DOCUMENT SECTION ::
▬▬▬
Studios should be game for 3D lessons

Does the Biz have it backwards?

Question for the movie industry: Is it possible you have this whole 3D thing backwards? Because after watching a lot of 3D and then catching up with the ESPN 3D gang at the X Games last week, I’m beginning to think you do.

You’re using 3D for event movies like “Pirates of the Caribbean” and superhero pictures, and within those pictures, you’re struggling to make 3D work with fast cutting and fast action.

At the same time, you’re also worried about audiences getting headaches and eyestrain, so you’re very timid with your use of 3D, whether you’re shooting native 3D or converting. “Harry Potter and the Deathly Hallows: Part 2,” “Thor,” “Captain America: The First Avenger” and “Green Lantern” all had 3D that was inoffensive but didn’t add much to the experience — but you’re charging more for it, which is making your audience feel ripped off.
▬▬▬
WORK TO COMPLETE ::
a) In the 3D movies column, where did the writer catch up with the ESPN 3D gang?
b) Pick up the 3D movies column after its last sentence and keep writing.
You won't need the listing that follows the 3D movies column.

DATA SECTION ::
▬▬▬
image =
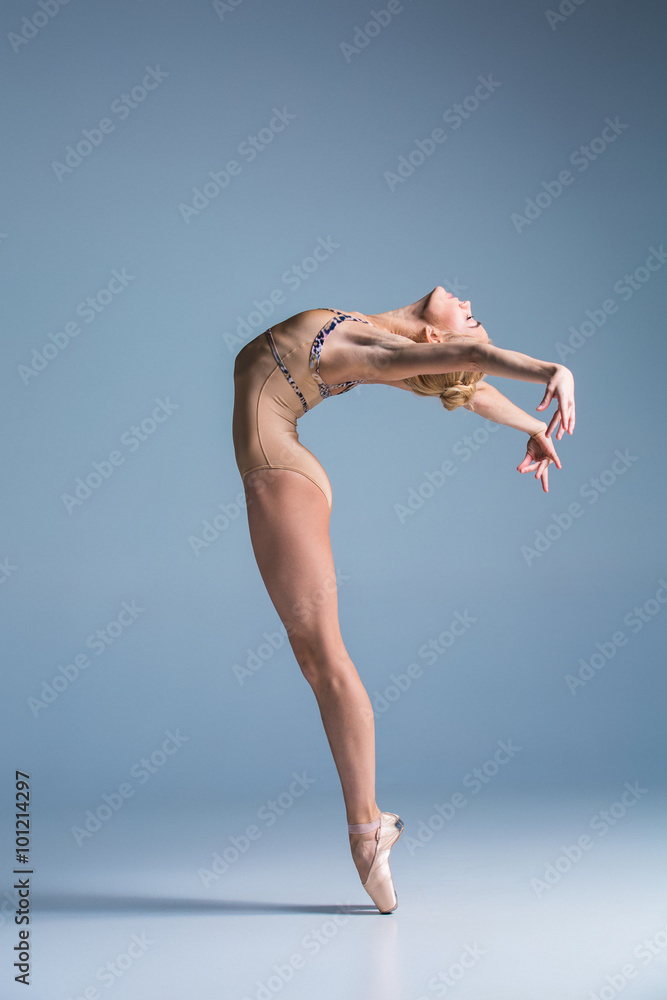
▬▬▬
REPLIES ::
a) At the X Games last week.

b)
(You’re also sinking huge resources into quality 3D and production and post while it’s leaving exhibition as the Wild West, but I’ll revisit that rant another time. And don’t get me started on the crummy stories you’ve put out in 3D.)

ESPN 3D, though, seems to have a different philosophy, and I think they have some lessons for you.

Now I’ll grant that since they shoot sports, and sports are about action, you and ESPN are on the same page. Well, sort of. But it turns out boxing, with its contained space and limited movement, is a lot easier to shoot with good 3D than big field sports like baseball and football. ESPN has also found it gets better 3D shots when they can get close to the action, as they can with boxing, wrestling and even basketball.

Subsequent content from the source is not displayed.